─── Input records
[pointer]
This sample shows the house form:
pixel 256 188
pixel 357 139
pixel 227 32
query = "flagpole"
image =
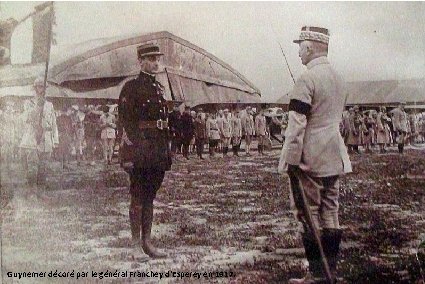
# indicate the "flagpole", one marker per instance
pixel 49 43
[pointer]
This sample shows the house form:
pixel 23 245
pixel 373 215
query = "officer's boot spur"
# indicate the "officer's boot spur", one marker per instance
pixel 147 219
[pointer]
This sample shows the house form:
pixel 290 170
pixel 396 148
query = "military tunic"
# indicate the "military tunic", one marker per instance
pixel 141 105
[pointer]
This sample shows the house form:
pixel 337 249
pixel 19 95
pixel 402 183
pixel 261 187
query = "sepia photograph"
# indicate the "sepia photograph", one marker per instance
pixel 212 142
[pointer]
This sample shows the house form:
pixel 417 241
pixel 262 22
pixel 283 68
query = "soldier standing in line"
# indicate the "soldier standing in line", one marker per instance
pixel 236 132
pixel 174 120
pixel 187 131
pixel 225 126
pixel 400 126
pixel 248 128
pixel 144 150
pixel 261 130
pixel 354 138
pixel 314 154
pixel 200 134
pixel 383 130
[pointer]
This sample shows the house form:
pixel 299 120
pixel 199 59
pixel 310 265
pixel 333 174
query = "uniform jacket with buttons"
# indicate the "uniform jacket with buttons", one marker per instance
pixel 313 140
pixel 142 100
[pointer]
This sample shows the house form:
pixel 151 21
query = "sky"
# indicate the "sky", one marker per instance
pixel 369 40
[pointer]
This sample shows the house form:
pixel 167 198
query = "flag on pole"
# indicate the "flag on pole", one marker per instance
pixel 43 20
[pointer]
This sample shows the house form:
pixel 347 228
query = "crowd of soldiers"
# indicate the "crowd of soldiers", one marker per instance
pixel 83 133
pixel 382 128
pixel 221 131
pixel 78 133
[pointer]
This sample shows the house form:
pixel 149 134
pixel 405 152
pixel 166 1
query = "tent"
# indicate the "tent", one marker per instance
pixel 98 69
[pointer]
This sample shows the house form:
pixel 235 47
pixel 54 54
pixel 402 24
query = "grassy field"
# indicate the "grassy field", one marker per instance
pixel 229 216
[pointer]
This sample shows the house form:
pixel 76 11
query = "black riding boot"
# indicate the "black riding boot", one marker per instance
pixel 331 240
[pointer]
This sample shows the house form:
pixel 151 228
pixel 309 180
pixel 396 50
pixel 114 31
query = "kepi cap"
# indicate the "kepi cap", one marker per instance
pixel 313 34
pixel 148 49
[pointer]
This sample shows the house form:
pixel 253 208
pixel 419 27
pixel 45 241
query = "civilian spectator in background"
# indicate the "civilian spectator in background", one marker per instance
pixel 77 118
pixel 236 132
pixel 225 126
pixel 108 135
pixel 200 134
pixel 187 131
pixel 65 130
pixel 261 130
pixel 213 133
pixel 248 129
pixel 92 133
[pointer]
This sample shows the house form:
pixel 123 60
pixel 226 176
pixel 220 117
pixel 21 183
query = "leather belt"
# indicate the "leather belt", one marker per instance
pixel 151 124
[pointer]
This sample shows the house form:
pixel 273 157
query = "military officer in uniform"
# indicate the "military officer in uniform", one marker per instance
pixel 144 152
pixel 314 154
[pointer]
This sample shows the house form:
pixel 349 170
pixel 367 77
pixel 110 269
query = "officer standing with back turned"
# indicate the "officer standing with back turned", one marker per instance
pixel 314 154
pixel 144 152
──────
● **What needs to be done**: What is needed is a verbatim copy of the entries, leaving out any pictures.

● **Answer section**:
[pointer]
This sample shows the house form:
pixel 256 188
pixel 357 139
pixel 227 32
query = "flagpole"
image =
# indicate the "flagpole", one marker per instance
pixel 49 43
[pointer]
This sample shows the house form:
pixel 23 245
pixel 373 215
query = "officer's boot spur"
# indicate the "officer's boot spur", one marker per instance
pixel 147 219
[pointer]
This sample shows the house form:
pixel 290 170
pixel 396 148
query = "military tunic"
# indicate the "military tunic", one marker per instance
pixel 141 105
[pointer]
This sample shows the house form:
pixel 337 249
pixel 19 95
pixel 402 183
pixel 261 187
query = "sepia photograph"
# indicate the "sepia photograph", one marker per instance
pixel 212 142
[pointer]
This sample shows the house form:
pixel 417 241
pixel 262 22
pixel 283 68
query = "soldier standing in line"
# indicate the "soldier standing in line", one marker per instance
pixel 236 132
pixel 174 120
pixel 187 131
pixel 225 126
pixel 400 126
pixel 248 128
pixel 144 150
pixel 261 130
pixel 354 138
pixel 314 154
pixel 200 134
pixel 383 130
[pointer]
This sample shows the house form:
pixel 299 120
pixel 199 59
pixel 310 265
pixel 333 174
query = "uniform jacket with buttons"
# indicate the "uniform jacket with buttons", one marker per instance
pixel 313 140
pixel 142 100
[pointer]
This sample shows the house form:
pixel 151 21
query = "sky"
# indicate the "sky", one marker per instance
pixel 369 40
[pointer]
This sample shows the house form:
pixel 167 198
query = "flag on pole"
# indicate the "flag on pole", one marker per instance
pixel 43 20
[pointer]
This sample shows the house form:
pixel 347 228
query = "crowd of soldiers"
# indicate the "crowd of soldiers", one marker per instance
pixel 83 133
pixel 382 128
pixel 221 131
pixel 78 133
[pointer]
This sample shows the house form:
pixel 149 134
pixel 405 152
pixel 166 1
query = "tent"
# indicate the "tent", one marker per instance
pixel 98 69
[pointer]
This sample shows the house form:
pixel 235 47
pixel 54 54
pixel 402 24
query = "grassy field"
# indicate the "grassy field", one marker per instance
pixel 229 216
[pointer]
This sample shows the house form:
pixel 76 11
query = "black riding boot"
# indicate the "black riding boot", one marker per instance
pixel 331 240
[pointer]
This sample shows the house form:
pixel 151 228
pixel 309 180
pixel 396 50
pixel 114 31
query = "kepi cap"
# indicate the "kepi cap", one marker per instance
pixel 313 34
pixel 148 49
[pointer]
This sample shows the house form:
pixel 253 208
pixel 419 27
pixel 45 241
query = "civilian spectator in background"
# indicate the "civilian spectator in background", one marker per instance
pixel 77 118
pixel 236 132
pixel 225 126
pixel 108 135
pixel 200 134
pixel 187 131
pixel 65 130
pixel 261 130
pixel 213 133
pixel 248 129
pixel 92 133
[pointer]
This sample shows the house form:
pixel 123 60
pixel 226 176
pixel 220 117
pixel 21 183
query = "leather belt"
# indicate the "leather belt", one marker per instance
pixel 151 124
[pointer]
This sample shows the house form:
pixel 273 157
query = "military officer in uniform"
# indicate the "military officer in uniform", one marker per instance
pixel 144 152
pixel 314 154
[pointer]
This sample shows the house form:
pixel 349 170
pixel 367 77
pixel 110 269
query = "officer standing with back turned"
# indicate the "officer standing with back turned", one marker per instance
pixel 314 154
pixel 144 152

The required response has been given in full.